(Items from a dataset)
--------

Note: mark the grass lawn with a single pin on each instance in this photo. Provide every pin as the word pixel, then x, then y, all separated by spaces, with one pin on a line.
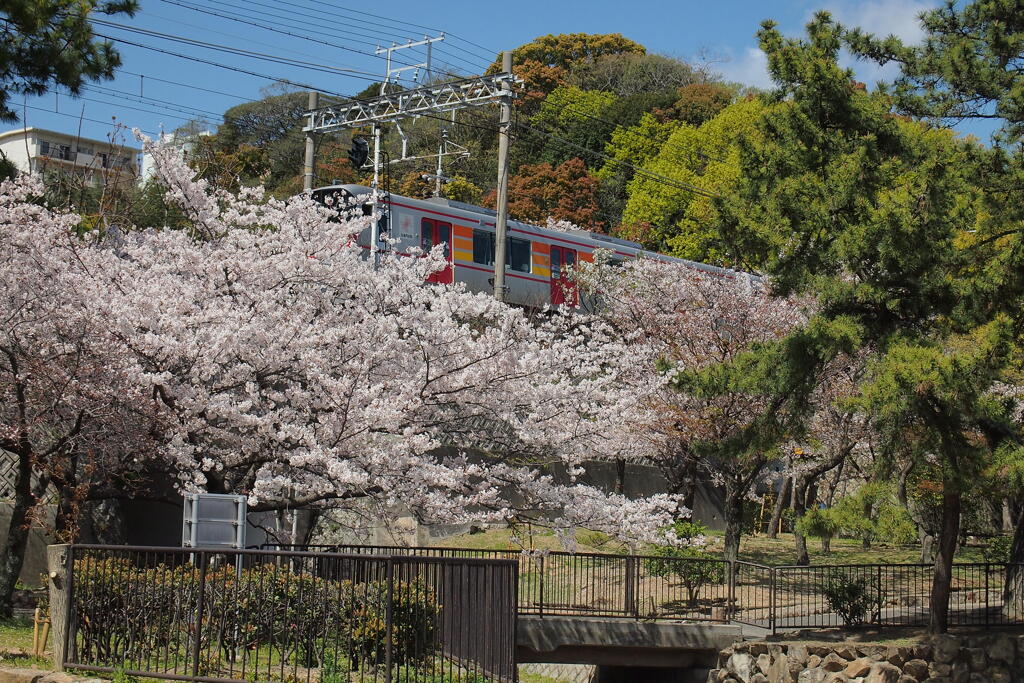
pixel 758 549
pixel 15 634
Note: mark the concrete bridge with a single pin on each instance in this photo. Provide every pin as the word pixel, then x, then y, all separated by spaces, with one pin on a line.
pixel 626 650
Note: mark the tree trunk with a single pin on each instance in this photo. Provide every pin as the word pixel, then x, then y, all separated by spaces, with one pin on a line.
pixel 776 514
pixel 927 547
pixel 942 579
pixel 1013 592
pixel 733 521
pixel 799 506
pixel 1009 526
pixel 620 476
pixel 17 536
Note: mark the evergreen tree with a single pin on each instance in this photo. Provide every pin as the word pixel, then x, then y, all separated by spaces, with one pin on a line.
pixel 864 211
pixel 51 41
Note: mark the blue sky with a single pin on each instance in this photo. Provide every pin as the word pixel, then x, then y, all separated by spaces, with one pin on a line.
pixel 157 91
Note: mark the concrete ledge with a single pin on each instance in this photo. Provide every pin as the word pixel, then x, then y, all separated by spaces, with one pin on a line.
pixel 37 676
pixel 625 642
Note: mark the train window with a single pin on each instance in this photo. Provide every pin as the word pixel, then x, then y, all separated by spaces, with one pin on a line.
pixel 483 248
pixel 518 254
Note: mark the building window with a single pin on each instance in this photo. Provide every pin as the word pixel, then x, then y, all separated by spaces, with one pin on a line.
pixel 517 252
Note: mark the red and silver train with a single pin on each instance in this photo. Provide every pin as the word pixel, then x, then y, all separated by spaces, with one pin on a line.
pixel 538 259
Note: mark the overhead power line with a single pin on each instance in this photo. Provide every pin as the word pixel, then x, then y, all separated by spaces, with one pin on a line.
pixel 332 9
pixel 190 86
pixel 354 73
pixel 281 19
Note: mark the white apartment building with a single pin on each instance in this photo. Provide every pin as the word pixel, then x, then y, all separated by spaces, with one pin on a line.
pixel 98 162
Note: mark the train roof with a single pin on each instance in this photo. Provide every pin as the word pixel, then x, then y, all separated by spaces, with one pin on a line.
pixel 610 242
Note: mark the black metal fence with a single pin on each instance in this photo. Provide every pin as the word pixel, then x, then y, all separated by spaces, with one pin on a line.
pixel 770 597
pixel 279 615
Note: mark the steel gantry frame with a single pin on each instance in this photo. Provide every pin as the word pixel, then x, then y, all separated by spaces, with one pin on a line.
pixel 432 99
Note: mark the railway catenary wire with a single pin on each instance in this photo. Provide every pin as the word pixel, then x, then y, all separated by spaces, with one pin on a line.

--------

Problem to solve. Reproduce every line of the data above word for word, omitting the pictures.

Complete answer.
Note: mark the grass lawn with a single pin on each instance in this photo. Provide every pin as the word pixel, then x, then y, all separated by spaces, with one pin on a line.
pixel 758 549
pixel 15 634
Note: mark the concrete bridge with a single pin on each instance in this photo. Provide every pin as the word pixel, then x, then y, all separated by spaces, with one pin on a line.
pixel 626 650
Note: mark the tree trunk with a single pin on each instance in this photo. Provide every pin as the word pixel, then x, then y, all separated by spaces, with one pin on a line.
pixel 776 514
pixel 927 547
pixel 942 579
pixel 1013 592
pixel 733 521
pixel 799 506
pixel 1009 526
pixel 620 476
pixel 17 536
Note: mark the evergreen tree with a single pin on each instance in this photo. Provide every pin as the word pixel, then x, then y, all separated by spaces, with one pin on a line.
pixel 864 211
pixel 51 41
Note: mark the blue sky with a single pin on each instance in this photo. Provide every pin as the word pixel, then x, then y, all separated by spaces, with one pin on a line.
pixel 157 91
Note: mark the concrete ledge with a single pin on each instance in this photo. Provide every pin as the word pixel, then x, then y, all separated by spaces, with one pin on a line.
pixel 37 676
pixel 625 642
Note: mark the train window with a single pin on each instance in this photo. Provide every pin as the word pixel, then x, then y, all separated by spaces, with one pin on a line.
pixel 483 248
pixel 518 254
Note: mark the building window with a single pin on each instance in this photo. Provide every pin as the word pixel, then x, then y, all separated by spaces, with one pin on a line.
pixel 517 252
Note: mark the red and silver train with a single pin on each instance in this photo. Provide every pin as the word pixel, then x, then y, all separated by spaces, with one pin on a line.
pixel 538 259
Note: mark the overhead power line with a single pin on each instance in this photo. Provide every pin as the word pixel, then x, then y, all separated by spaces, with one pin on a line.
pixel 332 9
pixel 190 86
pixel 354 73
pixel 281 19
Note: mark the white apartment building with a single pin on each instance in this photo. Provide every pin as the word pixel, then x, then y, all separated by spaces, with one pin on a line.
pixel 98 162
Note: mark the train roof with a single pin on each instance in this photo. Provide every pin as the word pixel, then x, then y, all separated by spaces, with one pin on a line.
pixel 610 242
Note: mark the black metal fence with a single pin on each instance in this photo. Provide every pin as the word pixel, then x, then y, all separated by spaces, with one pin on a line.
pixel 770 597
pixel 279 615
Note: mark the steel gantry frame with a single pin on each instance in this photo. Provide every pin as the word pixel, then x, then y, all separated by spaces, with one pin on a line.
pixel 432 99
Note: mark the railway catenary wire with a single pin on each instance in this photo. Provide every pin as the word pixel, then x, then y, all separated by spaces, with one pin on a line.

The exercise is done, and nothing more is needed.